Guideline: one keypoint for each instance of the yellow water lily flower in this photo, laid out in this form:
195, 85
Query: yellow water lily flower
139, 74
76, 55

****

Your goal:
Output all of the data again, exactly.

Finished answer:
Guideline: one keypoint for each instance of the yellow water lily flower in this photo, laid out in this form:
195, 85
Query: yellow water lily flower
139, 74
76, 55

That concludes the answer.